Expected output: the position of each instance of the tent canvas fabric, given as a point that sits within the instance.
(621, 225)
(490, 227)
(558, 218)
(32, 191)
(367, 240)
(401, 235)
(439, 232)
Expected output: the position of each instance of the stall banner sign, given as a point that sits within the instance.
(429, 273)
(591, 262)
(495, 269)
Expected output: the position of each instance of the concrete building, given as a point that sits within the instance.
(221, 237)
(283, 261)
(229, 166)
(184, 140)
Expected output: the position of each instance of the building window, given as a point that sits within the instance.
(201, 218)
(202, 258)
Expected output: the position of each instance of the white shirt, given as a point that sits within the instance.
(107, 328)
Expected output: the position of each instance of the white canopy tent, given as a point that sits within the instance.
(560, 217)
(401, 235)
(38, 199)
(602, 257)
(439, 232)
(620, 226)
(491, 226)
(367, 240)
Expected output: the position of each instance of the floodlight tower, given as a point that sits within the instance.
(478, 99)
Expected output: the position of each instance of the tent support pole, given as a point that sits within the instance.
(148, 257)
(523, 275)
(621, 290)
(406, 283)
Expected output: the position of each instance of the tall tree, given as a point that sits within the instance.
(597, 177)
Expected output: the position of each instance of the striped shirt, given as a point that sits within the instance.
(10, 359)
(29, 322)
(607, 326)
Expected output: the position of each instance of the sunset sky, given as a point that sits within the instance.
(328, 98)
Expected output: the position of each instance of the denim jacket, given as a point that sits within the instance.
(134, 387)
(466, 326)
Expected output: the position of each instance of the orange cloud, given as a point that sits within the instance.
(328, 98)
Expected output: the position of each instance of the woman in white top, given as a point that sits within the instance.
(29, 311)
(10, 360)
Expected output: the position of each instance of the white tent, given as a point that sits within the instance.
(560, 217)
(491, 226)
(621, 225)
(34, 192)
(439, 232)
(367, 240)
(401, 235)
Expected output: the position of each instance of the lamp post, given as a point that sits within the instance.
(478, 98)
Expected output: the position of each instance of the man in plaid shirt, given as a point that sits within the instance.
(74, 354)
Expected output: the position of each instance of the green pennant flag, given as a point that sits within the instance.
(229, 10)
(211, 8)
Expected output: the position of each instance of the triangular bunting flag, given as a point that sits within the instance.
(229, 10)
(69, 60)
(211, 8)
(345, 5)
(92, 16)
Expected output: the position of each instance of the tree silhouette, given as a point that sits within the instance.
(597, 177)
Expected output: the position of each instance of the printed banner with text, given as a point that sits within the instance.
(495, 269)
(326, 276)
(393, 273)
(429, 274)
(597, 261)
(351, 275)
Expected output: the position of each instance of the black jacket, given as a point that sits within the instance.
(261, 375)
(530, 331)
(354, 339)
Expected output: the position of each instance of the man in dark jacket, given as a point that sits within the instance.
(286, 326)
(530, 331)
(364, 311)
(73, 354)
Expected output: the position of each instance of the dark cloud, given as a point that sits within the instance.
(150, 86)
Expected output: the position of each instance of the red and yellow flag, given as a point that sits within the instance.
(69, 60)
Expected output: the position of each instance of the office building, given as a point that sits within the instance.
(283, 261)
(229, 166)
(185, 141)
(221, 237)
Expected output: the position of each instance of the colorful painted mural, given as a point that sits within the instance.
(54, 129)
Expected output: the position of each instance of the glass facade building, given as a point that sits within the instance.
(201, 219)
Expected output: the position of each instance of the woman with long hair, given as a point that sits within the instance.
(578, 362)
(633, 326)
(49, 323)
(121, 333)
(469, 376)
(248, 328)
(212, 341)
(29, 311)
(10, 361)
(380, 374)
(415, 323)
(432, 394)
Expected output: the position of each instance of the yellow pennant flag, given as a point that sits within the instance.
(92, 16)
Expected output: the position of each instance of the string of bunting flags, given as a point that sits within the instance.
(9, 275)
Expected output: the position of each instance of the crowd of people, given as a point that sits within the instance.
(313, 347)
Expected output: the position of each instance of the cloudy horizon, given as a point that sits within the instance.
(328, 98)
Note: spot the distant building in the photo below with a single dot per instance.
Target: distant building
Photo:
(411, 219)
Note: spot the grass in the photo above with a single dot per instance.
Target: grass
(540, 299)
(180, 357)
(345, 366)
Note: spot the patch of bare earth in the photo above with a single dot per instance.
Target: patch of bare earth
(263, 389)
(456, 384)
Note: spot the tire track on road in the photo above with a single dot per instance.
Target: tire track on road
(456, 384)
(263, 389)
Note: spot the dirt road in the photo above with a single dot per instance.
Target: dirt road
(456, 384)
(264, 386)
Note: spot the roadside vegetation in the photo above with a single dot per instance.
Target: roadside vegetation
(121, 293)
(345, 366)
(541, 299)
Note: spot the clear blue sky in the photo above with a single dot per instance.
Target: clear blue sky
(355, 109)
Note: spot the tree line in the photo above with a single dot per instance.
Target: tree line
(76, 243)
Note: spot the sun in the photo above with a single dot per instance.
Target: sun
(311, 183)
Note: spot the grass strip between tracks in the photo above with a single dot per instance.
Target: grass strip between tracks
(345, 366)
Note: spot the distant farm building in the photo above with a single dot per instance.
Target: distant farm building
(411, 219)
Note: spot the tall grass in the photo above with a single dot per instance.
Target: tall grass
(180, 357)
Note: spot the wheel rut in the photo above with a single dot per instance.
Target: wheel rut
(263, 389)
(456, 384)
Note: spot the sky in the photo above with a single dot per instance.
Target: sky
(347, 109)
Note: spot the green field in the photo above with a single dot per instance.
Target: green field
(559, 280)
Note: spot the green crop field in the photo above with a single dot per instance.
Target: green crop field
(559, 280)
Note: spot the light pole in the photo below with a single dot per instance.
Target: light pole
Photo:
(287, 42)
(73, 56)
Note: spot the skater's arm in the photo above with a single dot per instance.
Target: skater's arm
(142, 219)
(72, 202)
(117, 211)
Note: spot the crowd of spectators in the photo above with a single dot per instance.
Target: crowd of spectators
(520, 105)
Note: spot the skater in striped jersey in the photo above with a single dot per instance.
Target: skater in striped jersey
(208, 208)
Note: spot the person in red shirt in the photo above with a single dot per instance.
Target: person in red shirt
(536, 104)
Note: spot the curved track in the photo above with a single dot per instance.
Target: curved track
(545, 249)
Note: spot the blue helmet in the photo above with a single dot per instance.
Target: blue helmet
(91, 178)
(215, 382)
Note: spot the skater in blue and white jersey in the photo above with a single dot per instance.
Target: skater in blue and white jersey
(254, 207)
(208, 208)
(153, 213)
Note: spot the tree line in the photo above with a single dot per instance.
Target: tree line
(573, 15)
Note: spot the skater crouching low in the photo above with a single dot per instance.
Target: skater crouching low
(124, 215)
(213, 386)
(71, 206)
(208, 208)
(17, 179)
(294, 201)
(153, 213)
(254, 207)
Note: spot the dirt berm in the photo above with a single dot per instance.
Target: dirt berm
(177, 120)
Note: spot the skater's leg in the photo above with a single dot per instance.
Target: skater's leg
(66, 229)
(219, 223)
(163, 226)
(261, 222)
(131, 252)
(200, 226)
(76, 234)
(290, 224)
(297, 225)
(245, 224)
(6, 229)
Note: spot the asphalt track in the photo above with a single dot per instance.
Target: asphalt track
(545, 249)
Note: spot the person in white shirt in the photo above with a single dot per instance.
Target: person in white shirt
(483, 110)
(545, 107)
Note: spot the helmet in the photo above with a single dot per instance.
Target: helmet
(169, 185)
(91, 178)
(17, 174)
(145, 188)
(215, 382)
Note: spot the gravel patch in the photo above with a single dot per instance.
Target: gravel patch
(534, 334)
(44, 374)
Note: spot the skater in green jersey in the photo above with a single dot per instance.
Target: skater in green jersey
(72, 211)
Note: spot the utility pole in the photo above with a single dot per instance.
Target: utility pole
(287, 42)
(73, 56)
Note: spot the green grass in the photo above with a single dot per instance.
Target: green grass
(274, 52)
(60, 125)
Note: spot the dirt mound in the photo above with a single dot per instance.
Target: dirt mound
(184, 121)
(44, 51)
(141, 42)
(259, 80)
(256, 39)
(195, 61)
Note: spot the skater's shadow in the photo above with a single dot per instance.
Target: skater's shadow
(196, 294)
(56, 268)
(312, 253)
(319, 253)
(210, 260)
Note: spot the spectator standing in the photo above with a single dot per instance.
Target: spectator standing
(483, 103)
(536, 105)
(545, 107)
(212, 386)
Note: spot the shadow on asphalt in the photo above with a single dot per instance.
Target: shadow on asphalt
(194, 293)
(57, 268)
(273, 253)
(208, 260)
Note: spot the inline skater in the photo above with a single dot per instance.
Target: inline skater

→ Aim of the exercise:
Nothing but the lines from the one containing "Target: skater's shadow" through the last line of the data above should be given again, each exactly as it stands.

→ Result of this task:
Target: skater's shadow
(196, 294)
(56, 268)
(312, 253)
(319, 253)
(210, 260)
Note: spot the spectator standing in the photo above with a single dot per instance.
Target: spectator standing
(483, 103)
(536, 105)
(545, 107)
(212, 386)
Note: spot the shadow on asphalt in the photo above with a single dot per instance.
Target: shadow on asphalt
(194, 293)
(57, 268)
(273, 253)
(208, 260)
Note: spot the inline skater in the photo above with a single dot per instance.
Target: inline skater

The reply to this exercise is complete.